Il est certain, quelle que soit la cause du phénomène, que toutes les espèces d’animaux qu’on trouve à l’état fossile ont eu une durée géologique limitée. Il ne faut pas croire que les espèces les premières créées, et qui appartiennent aux terrains les plus anciens, existent encore parmi nous. Il n’en est rien ; elles sont anéanties. Nous n’avons point, sur la surface actuelle de la terre, des animaux dont les aïeux remontent, de génération en génération, jusqu’aux âges où la vie commence d’apparaître. Aucun ne peut se vanter d’une noblesse aussi antique, et tous ceux qui vivent présentement sont de maison relativement récente. Celles d’entre les espèces qui naquirent dans les couches profondes gardèrent d’abord, les unes plus, les autres moins, leur permanence, et se conservèrent dans quelques-unes des couches qui succédaient ; mais les changemens passaient les uns après les autres sur la face de la terre, les conditions d’existence se modifiaient, et, les milieux devenant de plus en plus impropres à ce qui avait pris naissance dans les circonstances les plus anciennes, une mort définitive les balayait des continens et des mers. Réciproquement, et par la même raison, ni les espèces actuelles, ni celles qui les ont immédiatement précédées, n’ont de racines dans les antiquités géologiques.

===============

## À PRODUIRE:
D'après le passage sur les espèces fossiles, que sont devenues les espèces créées les premières, qui appartiennent aux terrains les plus anciens ? Le matériel ci-dessous ne joue aucun rôle ici.

## MATÉRIEL SOURCE:

===============

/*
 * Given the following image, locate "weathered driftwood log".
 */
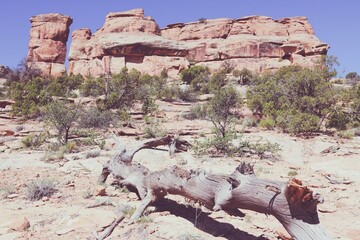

===============

## RÉPONSE DE L'EXERCICE:
Elles sont anéanties et n'existent plus parmi nous.